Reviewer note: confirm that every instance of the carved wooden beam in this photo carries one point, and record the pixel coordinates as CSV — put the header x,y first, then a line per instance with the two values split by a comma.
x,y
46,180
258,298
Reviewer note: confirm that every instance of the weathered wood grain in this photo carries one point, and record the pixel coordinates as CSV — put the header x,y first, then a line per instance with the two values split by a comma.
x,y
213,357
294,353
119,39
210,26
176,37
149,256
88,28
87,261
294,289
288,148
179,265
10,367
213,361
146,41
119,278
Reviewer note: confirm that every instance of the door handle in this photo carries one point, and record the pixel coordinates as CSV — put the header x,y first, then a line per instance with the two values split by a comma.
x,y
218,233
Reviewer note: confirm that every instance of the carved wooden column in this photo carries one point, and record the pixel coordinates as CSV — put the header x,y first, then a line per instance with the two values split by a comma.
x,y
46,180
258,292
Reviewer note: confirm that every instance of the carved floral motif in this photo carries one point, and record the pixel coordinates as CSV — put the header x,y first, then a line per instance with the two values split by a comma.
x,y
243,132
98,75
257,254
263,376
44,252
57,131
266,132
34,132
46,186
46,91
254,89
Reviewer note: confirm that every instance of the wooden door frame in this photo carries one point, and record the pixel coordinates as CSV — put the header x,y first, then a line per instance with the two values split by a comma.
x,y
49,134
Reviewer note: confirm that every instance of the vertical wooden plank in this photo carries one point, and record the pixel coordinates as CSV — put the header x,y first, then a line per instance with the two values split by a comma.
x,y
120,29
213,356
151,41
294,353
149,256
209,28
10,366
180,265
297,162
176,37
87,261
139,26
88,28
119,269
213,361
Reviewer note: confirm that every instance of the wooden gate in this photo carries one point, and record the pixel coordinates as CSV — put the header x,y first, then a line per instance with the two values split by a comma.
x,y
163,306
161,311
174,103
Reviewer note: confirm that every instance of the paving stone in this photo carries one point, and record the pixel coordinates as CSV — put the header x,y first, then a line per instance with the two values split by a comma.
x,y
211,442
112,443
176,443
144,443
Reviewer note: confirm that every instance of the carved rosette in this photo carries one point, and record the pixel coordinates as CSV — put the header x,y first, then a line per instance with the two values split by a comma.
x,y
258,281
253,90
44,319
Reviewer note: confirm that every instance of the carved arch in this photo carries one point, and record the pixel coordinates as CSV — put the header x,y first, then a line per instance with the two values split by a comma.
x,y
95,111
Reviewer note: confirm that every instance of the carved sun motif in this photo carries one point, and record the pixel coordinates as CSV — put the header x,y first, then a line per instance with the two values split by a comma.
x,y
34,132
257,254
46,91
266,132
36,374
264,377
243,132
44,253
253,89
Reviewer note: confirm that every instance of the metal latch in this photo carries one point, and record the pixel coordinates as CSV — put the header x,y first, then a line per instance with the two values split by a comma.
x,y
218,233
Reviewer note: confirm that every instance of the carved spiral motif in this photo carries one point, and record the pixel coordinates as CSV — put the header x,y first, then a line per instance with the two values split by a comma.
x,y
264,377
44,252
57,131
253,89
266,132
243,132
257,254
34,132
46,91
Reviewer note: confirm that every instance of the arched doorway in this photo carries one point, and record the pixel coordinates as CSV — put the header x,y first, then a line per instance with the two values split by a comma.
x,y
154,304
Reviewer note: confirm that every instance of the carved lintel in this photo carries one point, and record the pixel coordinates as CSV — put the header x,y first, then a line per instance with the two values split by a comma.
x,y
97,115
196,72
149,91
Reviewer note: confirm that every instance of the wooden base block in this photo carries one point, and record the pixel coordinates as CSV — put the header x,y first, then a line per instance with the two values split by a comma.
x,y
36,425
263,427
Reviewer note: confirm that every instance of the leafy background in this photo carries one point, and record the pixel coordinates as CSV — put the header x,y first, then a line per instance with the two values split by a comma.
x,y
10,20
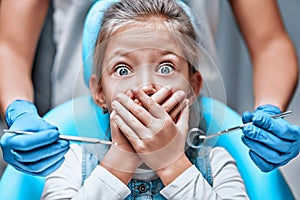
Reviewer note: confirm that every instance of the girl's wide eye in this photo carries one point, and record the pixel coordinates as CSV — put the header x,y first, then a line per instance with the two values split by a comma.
x,y
166,68
122,70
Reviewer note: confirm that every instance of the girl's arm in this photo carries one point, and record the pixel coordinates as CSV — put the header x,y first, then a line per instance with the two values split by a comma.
x,y
66,182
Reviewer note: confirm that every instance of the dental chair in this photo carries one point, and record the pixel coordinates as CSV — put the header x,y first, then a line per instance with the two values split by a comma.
x,y
79,118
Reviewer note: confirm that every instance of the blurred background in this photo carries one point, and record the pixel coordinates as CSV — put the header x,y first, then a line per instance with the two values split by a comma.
x,y
236,70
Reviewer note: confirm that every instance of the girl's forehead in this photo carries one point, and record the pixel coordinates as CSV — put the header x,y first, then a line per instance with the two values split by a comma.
x,y
132,38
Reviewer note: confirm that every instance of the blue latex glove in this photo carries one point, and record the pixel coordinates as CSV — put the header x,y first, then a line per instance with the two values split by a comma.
x,y
272,142
37,154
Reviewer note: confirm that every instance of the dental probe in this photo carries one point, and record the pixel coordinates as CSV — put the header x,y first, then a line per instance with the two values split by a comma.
x,y
241,126
68,137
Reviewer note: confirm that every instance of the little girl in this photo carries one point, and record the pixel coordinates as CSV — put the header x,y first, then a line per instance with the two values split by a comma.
x,y
146,75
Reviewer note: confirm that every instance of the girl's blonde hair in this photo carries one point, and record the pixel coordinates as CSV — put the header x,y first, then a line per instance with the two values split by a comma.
x,y
172,14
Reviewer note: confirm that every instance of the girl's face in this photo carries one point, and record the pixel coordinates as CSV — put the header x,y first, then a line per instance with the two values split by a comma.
x,y
142,57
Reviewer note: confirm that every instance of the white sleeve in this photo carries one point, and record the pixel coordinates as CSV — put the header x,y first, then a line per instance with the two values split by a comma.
x,y
227,182
65,183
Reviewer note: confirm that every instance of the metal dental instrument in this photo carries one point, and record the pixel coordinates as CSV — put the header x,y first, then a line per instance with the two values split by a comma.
x,y
68,137
241,126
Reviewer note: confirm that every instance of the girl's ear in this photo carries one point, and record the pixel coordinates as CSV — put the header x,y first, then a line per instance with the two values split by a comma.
x,y
97,92
196,82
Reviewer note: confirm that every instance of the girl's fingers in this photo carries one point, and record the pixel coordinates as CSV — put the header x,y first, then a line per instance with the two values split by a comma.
x,y
161,95
124,117
174,101
184,118
177,110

_____

[WORK INSTRUCTIONS] Everything in the listing above must be restated word for word, except the images.

[EXPECTED ANSWER]
Reviewer note: confirm that every instance of the carved wooden beam in this photo carries one point, and record the pixel coordinates as CSV — put the header x,y first, then a line per instance with the two values split by a comma.
x,y
46,180
258,298
Reviewer note: confirm that every instance of the weathered wood grain in this photo carries one point, and record the pixel coordinates as CSV — put the header x,y first, then a line per instance with the two values split by a comma.
x,y
213,357
294,353
119,39
210,26
176,37
149,256
88,28
87,261
294,289
288,148
179,265
10,367
213,361
146,41
119,278
Reviewer note: confirm that every instance of the door handle in this photo carries one point, and record the pixel coordinates as CSV — put the header x,y first, then a line per instance with the two values split by a comma.
x,y
218,233
Reviewer note: confirm that every instance of the carved wooden column in this photo carries one point, and record the pixel coordinates as CSV — put the header x,y first, then a line per instance with the two values split by a comma.
x,y
46,180
258,292
Reviewer note: confirm that every instance of the carved floral motif in this photo carries one point, and record the pixel coordinates as CSV — put the header x,y first, then a line per instance with the two values split by a comma.
x,y
243,132
98,75
257,254
263,376
44,252
57,131
266,132
34,132
46,186
46,91
254,89
Reviewer note: confirm that every instance of the wooden door frame in this photo carries one point, and record the pixel coordinates as CSV — put the header x,y first, then a line per instance with the two values split by a comma.
x,y
49,134
Reviewer note: confirm that every instance of the vertical wooden plank in this photo carries one point, and record the pixel coordinates as CSV — put the header x,y first, then a line per instance with the two values split by a comma.
x,y
120,29
213,356
151,41
294,353
149,256
209,28
10,366
180,265
297,162
176,37
87,261
139,26
88,28
119,269
213,361
Reviewer note: confirm that every instance of the wooden gate in this photo carries one point, and record the pixel coordinates as CSV — put the header x,y first, then a line per instance with the two values split by a comma.
x,y
163,306
161,311
174,103
Reviewer note: confirm that every instance of the paving stone in this photo carries one point, and record the pixel coordinates as CSV — put the header x,y first, then a line per instance with the two values split by a comma.
x,y
211,442
112,443
176,443
144,443
Reviewer note: confirm that every instance of the carved rosette in this photo carries one point, and record the pixel coordinates as CSV — put the header x,y first, then a line per instance with the two values split by a comma.
x,y
258,281
253,90
44,319
Reviewer note: confirm that every instance of the carved arch in this photo carries one point, and record the pixel coordinates as CSV — put the header x,y first, then a line per instance with the two values split by a comma.
x,y
95,111
Reviewer note: confirm that every instance of the carved sun motif in this photo carries one point, and record the pixel coordinates as CSV — put the header x,y first, then a line per instance with the two values split by a comma.
x,y
34,132
257,254
46,91
266,132
36,374
264,377
243,132
44,253
253,89
Reviewer note: confirm that every instance of the metal latch in this photo carries one point, and record the pixel coordinates as CSV — put the header x,y first, then a line per instance with the two values split by a comma.
x,y
218,233
Reviewer note: confirm that every instance of the carved spiral motif in this photo carries one point, and record the pixel coordinates as CSV — put the header x,y first, then a line per instance with the two values split by a comma.
x,y
264,377
44,252
57,131
253,89
266,132
243,132
257,254
34,132
46,91
Reviewer note: confirm that every instance of the arched doorway in this photo carries one point, and record the pixel coordinates as CSV — put the header x,y first, then a line per instance with the two values split by a comma.
x,y
154,304
Reviewer note: confirm that every instance of the carved lintel in this photo carries one point, and record the pixel coordinates as CSV — put the header x,y first, then a line per instance with the two values split by a comma.
x,y
97,115
196,72
149,91
Reviewer note: confirm that every instance of the wooden base block in this photo carries one point, and record the pixel coordinates as CSV — put the header x,y first, then a line per instance with the two values split by a comma.
x,y
36,425
263,427
Reviewer note: confirm that every instance of the leafy background in this photo carries one point, and record the pixel coordinates as CSV — put the header x,y first, then a line per instance with the two values split by a comma.
x,y
10,20
Reviewer note: confirm that every instance of the girl's wide eye in this photo carries one point, and record the pixel coordinates as CSV — put the header x,y first, then a line per instance with the two values split by a comma.
x,y
166,68
122,70
Reviewer note: confirm that every instance of the girl's arm in this photo carries one point, and record the pixel coordinates as CSV — put the header x,y first, then a line per instance with the two values split by a comma.
x,y
66,182
Reviewer note: confirm that every instance of the dental chair in this photo carries one point, and record the pixel coordinates as CSV — put the header x,y first, then a line per instance with the two values split by a comma.
x,y
79,118
Reviewer note: confirm that every instance of the blurred background in this photo carries one point, and record the pixel coordinates as CSV — put the header x,y first, then a line per instance with the two values split by a comma.
x,y
236,70
Reviewer note: confirm that every instance of the girl's forehead in this photo carries one point, and record the pixel coordinates as CSV — put the header x,y first, then a line per instance with the two values split by a comma.
x,y
132,38
Reviewer note: confirm that every instance of the blue latex glove in this photo carries one point, and record the pixel coordinates as CSV — put the header x,y first, then a line per instance with the two values split by a comma.
x,y
272,142
37,154
Reviewer note: confirm that every instance of the dental probe in this photo carries one point, and record the pixel coordinates as CSV — put the header x,y first, then a line per instance with the two values split by a comma.
x,y
241,126
68,137
Reviewer note: confirm that every instance of the little girl in this photo carries one point, and record the pixel coordinates as CSV — put the header x,y first, then a line per instance with the two values split by a comma.
x,y
146,75
Reviewer note: confirm that every instance of the girl's blonde hair in this photo carries one point, and record the pixel coordinates as CSV — put the header x,y first, then a line per instance with the two values split by a comma.
x,y
172,14
Reviewer note: confirm that every instance of the girl's face in this photo carries one point, and record the pixel coordinates as CSV — put the header x,y first, then a line per instance with the two values split by a comma.
x,y
142,57
Reviewer note: confirm that every instance of the white sleeve in this photo carries one point, and record the pixel coordinates as CSV — put the header x,y first, then a line per instance with the two values split by a comma.
x,y
227,182
65,183
Reviewer note: confirm that every instance of the metal dental instrument in this photo carries one point, and record the pixel coordinates as CSV — put the header x,y first, then a line per instance with the two values split by a comma.
x,y
68,137
241,126
Reviewer note: confirm that every instance of the girl's ear in this photo carries one point, and record the pixel coordinates as CSV — put the header x,y first, then a line per instance with the two values split by a comma.
x,y
97,92
196,82
Reviewer note: confirm that every instance of the girl's fingers in this photo carries one point, and record the pixel coordinates as CSV — put the header x,y first, then a line per instance with the two values split by a comma.
x,y
161,95
124,117
174,101
184,118
177,110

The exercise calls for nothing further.